◆ Instructions to follow: In the records below, the line containing "Task: please point out the glossy" is the first to keep. Retype it and all later lines exactly, through the end.

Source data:
* * * * * * *

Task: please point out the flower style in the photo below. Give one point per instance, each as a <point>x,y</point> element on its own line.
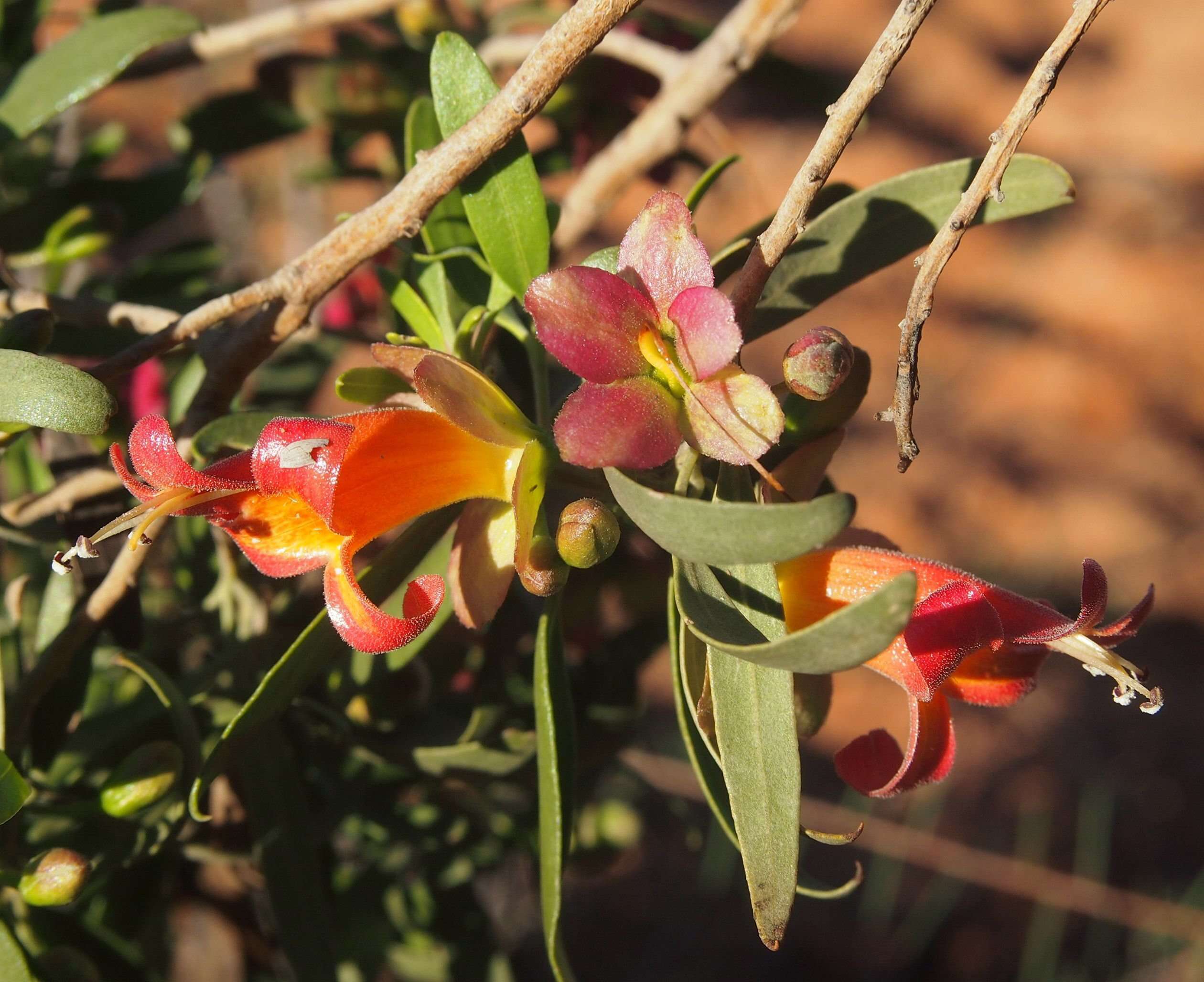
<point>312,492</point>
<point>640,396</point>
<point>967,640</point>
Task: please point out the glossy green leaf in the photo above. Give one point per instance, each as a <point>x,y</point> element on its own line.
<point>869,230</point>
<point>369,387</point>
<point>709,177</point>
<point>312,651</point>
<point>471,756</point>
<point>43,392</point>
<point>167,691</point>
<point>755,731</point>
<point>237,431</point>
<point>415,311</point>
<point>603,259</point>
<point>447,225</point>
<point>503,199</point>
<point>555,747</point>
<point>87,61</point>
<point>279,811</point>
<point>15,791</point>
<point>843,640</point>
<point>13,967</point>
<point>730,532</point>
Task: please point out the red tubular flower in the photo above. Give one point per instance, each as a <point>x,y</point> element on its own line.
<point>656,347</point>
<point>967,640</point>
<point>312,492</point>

* * * * * * *

◆ Output for this task:
Task: please point out the glossy green leaf in the photo above. Give one point per instance, each as a <point>x,y</point> element on its own line.
<point>869,230</point>
<point>369,387</point>
<point>709,177</point>
<point>312,651</point>
<point>471,756</point>
<point>43,392</point>
<point>167,691</point>
<point>755,731</point>
<point>237,431</point>
<point>415,311</point>
<point>603,259</point>
<point>447,225</point>
<point>503,199</point>
<point>555,747</point>
<point>87,61</point>
<point>279,811</point>
<point>15,791</point>
<point>843,640</point>
<point>13,967</point>
<point>730,532</point>
Task: please point out the red tubular flower in the photo above. Give one point per instance, each as a <point>x,y</point> element on its own line.
<point>656,347</point>
<point>967,640</point>
<point>312,492</point>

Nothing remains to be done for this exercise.